**Page text:**
----

Snapper Rocks: 5.10d
At head-high, this dredging, sand-bottom peeler is the sort of wave most surfers dream of riding. Operative word: dream. In reality, Snapper has, per capita, the most talented, world-titled pack of locals around, a really tricky take-off, the world’s craziest mob…and that’s just the difficulty part. The danger is putting oneself in the position to be cursed at for dropping in on Stephanie Gilmore, by Stephanie Gilmore.

----

**Given entries:**
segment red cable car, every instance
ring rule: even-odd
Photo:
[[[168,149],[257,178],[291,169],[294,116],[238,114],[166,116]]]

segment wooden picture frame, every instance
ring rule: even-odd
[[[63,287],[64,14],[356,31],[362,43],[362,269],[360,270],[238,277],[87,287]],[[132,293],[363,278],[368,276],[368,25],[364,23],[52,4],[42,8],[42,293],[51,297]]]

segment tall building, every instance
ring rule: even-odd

----

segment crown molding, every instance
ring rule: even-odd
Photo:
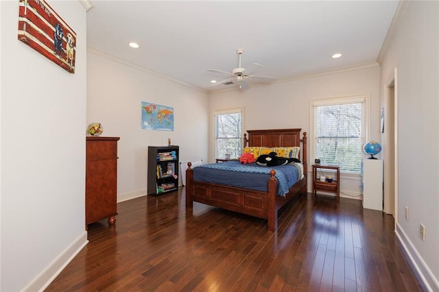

----

**Exercise 1:**
Using the Snapper Rocks text, answer:
(a) What grade is given for Snapper Rocks?
(b) What kind of bottom does the wave have?
(c) Who might curse a surfer for dropping in on her?
**Exercise 2:**
Carry on the Snapper Rocks text from its last sentence.

**Output 1:**
(a) 5.10d
(b) Sand
(c) Stephanie Gilmore

**Output 2:**
Not 3rd Dip: Off-the-Scale
Speaking of Mason Ho, the fact that he and wingman Sheldon Paishon haven’t yet required extensive reconstructive surgery and months in traction belies the fact that this off-limits (to the rest of us) Westside Oahu wave isn’t a surf spot by any reasonable surfer’s standard, but merely a random, albeit pretty, surge pouring over damp coral. That these two survive their attempts in such spectacular fashion [read: actually coming out of a barrel now and then] almost earns this “not-actually-a-spot” an actual grade…but not quite.